### DATA EXTRACT
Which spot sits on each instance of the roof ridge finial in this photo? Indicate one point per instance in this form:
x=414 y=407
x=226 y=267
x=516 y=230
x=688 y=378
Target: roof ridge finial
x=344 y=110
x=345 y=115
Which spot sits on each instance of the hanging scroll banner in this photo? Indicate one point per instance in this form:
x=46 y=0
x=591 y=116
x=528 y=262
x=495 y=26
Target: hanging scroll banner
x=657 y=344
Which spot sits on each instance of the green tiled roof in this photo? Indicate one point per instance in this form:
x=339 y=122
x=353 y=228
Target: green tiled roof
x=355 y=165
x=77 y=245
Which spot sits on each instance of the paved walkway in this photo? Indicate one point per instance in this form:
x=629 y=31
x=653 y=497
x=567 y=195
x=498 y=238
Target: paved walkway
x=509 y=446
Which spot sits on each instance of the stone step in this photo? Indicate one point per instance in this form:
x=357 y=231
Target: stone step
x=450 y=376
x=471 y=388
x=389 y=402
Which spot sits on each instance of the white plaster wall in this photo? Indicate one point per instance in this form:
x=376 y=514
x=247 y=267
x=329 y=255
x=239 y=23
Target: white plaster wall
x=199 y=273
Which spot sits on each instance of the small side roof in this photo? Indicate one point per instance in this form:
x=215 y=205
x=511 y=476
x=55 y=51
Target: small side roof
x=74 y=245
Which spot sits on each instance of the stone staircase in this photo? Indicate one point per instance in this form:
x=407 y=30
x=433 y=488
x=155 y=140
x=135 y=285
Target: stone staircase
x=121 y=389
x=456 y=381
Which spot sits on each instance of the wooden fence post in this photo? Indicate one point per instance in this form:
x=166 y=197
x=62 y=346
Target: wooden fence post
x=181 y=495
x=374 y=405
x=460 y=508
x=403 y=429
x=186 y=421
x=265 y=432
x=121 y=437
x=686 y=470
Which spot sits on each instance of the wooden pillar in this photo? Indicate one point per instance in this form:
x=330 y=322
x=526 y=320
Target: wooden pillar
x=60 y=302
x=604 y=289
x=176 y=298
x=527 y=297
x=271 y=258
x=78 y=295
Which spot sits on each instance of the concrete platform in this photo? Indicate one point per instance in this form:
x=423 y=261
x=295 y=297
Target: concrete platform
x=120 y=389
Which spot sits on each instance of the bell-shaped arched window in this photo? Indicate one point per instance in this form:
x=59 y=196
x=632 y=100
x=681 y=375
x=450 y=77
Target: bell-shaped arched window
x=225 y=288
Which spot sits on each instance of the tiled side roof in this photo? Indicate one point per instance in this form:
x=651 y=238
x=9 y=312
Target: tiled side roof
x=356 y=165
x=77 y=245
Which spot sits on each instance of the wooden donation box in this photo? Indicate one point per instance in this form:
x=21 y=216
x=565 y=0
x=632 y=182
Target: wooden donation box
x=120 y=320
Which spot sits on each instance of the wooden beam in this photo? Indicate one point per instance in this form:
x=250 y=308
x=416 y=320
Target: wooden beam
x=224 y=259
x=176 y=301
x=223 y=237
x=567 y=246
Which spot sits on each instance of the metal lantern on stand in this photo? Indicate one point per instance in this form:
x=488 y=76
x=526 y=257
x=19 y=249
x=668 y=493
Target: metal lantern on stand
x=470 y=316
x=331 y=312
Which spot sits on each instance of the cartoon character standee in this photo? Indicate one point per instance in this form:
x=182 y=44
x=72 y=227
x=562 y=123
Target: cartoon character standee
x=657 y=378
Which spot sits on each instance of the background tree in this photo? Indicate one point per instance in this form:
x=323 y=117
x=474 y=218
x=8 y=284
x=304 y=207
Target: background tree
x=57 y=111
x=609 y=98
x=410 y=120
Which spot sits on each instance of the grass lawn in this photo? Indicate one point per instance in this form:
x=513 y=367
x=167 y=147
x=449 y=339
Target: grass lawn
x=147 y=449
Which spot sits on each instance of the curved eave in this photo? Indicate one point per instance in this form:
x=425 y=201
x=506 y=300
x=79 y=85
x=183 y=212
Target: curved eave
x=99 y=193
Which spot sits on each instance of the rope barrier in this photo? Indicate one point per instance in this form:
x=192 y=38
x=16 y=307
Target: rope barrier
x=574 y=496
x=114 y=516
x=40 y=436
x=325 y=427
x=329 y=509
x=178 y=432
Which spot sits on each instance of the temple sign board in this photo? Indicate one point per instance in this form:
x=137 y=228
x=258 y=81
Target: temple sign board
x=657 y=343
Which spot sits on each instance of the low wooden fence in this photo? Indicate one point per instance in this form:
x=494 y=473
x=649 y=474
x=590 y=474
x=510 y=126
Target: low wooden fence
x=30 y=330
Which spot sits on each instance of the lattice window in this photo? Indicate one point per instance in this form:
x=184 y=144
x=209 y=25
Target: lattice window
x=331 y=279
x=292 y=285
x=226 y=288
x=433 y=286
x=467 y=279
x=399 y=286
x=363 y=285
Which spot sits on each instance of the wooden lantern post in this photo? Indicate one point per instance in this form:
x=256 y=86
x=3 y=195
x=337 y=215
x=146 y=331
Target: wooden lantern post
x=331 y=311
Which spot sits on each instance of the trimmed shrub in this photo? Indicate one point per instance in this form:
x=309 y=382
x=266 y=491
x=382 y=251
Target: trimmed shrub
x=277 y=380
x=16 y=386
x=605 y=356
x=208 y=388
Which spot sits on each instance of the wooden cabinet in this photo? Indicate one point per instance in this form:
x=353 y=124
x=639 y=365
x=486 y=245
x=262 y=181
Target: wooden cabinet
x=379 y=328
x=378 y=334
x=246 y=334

### REQUIRED ACTION
Every line in the listing above should be repeated exactly.

### RESULT FOR THIS EXERCISE
Which spot sits on each instance of the roof ridge finial in this photo? Indicate one point per instance in this form:
x=414 y=407
x=226 y=267
x=516 y=230
x=688 y=378
Target: roof ridge finial
x=344 y=110
x=345 y=115
Which spot sits on each instance of the hanging scroll banner in this photo? Indicate one point per instance in this form:
x=46 y=0
x=591 y=116
x=528 y=262
x=495 y=26
Target: hanging scroll banner
x=657 y=344
Which spot sits on each instance of the green tiled roof in this photo? Indicate one point per instance in this form:
x=339 y=122
x=353 y=228
Target: green tiled roof
x=355 y=165
x=77 y=245
Which spot sits on each instance of the paved walkway in this photo? Indicate one point per instance in this form:
x=629 y=31
x=653 y=497
x=567 y=195
x=498 y=238
Target: paved walkway
x=509 y=446
Which spot sits on each instance of the stone step in this photo? Indicate one point per instance in this form:
x=357 y=231
Target: stone step
x=450 y=376
x=471 y=388
x=389 y=402
Which spot sits on each instance of the white plaster wall in this photo? Indicate one point per instance in this form:
x=376 y=514
x=247 y=267
x=329 y=255
x=239 y=23
Target: white plaster wall
x=199 y=273
Which spot sits on each instance of the small side roof in this photo? Indicate one point per instance in this form:
x=215 y=205
x=511 y=476
x=55 y=51
Target: small side roof
x=74 y=245
Which spot sits on each instance of the stone staircase in this photo? Indicate one point per instance in this form:
x=407 y=30
x=433 y=488
x=155 y=140
x=135 y=285
Target: stone staircase
x=121 y=389
x=456 y=381
Which spot sits on each instance of the wooden fence post in this photo? Indicate one point per instance in this form:
x=166 y=197
x=62 y=346
Target: wooden fence post
x=181 y=495
x=374 y=405
x=460 y=508
x=403 y=429
x=186 y=421
x=265 y=432
x=121 y=437
x=686 y=470
Which spot sits on each instance of the wooden pillar in this photo? Indicate one point per instance in this form:
x=330 y=322
x=526 y=320
Target: wooden pillar
x=60 y=302
x=604 y=289
x=176 y=298
x=527 y=297
x=271 y=258
x=78 y=295
Which spot sits on each instance of the concrete platform in this photo? Indicate one point per instance in this form:
x=423 y=261
x=295 y=297
Target: concrete platform
x=120 y=389
Which spot sits on each instance of the bell-shaped arched window in this photo? Indicate one point per instance in this form:
x=59 y=196
x=632 y=100
x=681 y=375
x=450 y=77
Target: bell-shaped arched window
x=225 y=288
Which spot sits on each instance of the tiled side roof in this photo? Indicate one point per instance in this form:
x=651 y=238
x=9 y=312
Target: tiled side roof
x=356 y=165
x=77 y=245
Which spot sits on each instance of the wooden donation box in this photo? Indicate one point per instance in this form:
x=21 y=216
x=565 y=0
x=632 y=182
Target: wooden donation box
x=120 y=320
Which spot sits on each instance of the wooden beam in this photo? Indicate one point per instance in this form:
x=250 y=308
x=416 y=320
Target: wooden beam
x=224 y=259
x=176 y=301
x=223 y=237
x=567 y=246
Which spot sits on each instance of the metal lantern on stand in this photo? Indicate one point per instance in this form:
x=488 y=76
x=526 y=257
x=19 y=249
x=668 y=493
Target: metal lantern on stand
x=470 y=316
x=331 y=312
Which spot sits on each instance of the cartoon character standee in this photo? Indicate one point per instance in this form:
x=182 y=44
x=72 y=227
x=562 y=123
Target: cartoon character standee
x=657 y=378
Which spot sits on each instance of the background tree in this photo? Indicate one point per instance in this form:
x=323 y=117
x=474 y=218
x=8 y=284
x=304 y=207
Target: background tree
x=57 y=111
x=609 y=98
x=410 y=120
Which spot sits on each instance of the grass lawn in this photo? Indicate one point per instance in this form:
x=513 y=367
x=167 y=147
x=449 y=339
Target: grass lawn
x=147 y=449
Which spot sits on each instance of the curved eave in this photo? Indicate one point per instance in this form:
x=425 y=201
x=506 y=300
x=79 y=85
x=183 y=212
Target: curved eave
x=99 y=193
Which spot sits on each instance of the rope barrier in this photo? Indicate one point per instance in this form:
x=192 y=38
x=16 y=307
Target: rope barrier
x=574 y=496
x=114 y=516
x=40 y=436
x=325 y=427
x=329 y=509
x=178 y=432
Which spot sits on each instance of the temple sign board in this photo? Indicate one point per instance in this form:
x=137 y=228
x=258 y=81
Target: temple sign board
x=657 y=343
Which spot sits on each instance of the low wooden fence in this photo? Indicate one point per instance in this form:
x=494 y=473
x=649 y=474
x=590 y=474
x=510 y=126
Target: low wooden fence
x=30 y=330
Which spot sits on each instance of the lattice window in this photo? Indicate one point per instance in this form:
x=184 y=144
x=209 y=25
Target: lattice window
x=331 y=279
x=292 y=285
x=226 y=288
x=433 y=286
x=467 y=279
x=399 y=286
x=363 y=285
Which spot sits on each instance of the wooden lantern post in this photo? Indicate one point per instance in this form:
x=256 y=86
x=3 y=195
x=337 y=215
x=146 y=331
Target: wooden lantern post
x=331 y=311
Which spot sits on each instance of the trimmed shrub in this photo? Indicate one point per instance in this form:
x=309 y=382
x=266 y=491
x=382 y=251
Target: trimmed shrub
x=277 y=380
x=16 y=386
x=605 y=356
x=208 y=388
Which spot sits on each instance of the wooden cabinet in this photo? Indicate one point per instance in this form:
x=353 y=124
x=639 y=365
x=486 y=245
x=262 y=181
Target: wooden cabinet
x=379 y=328
x=378 y=334
x=246 y=334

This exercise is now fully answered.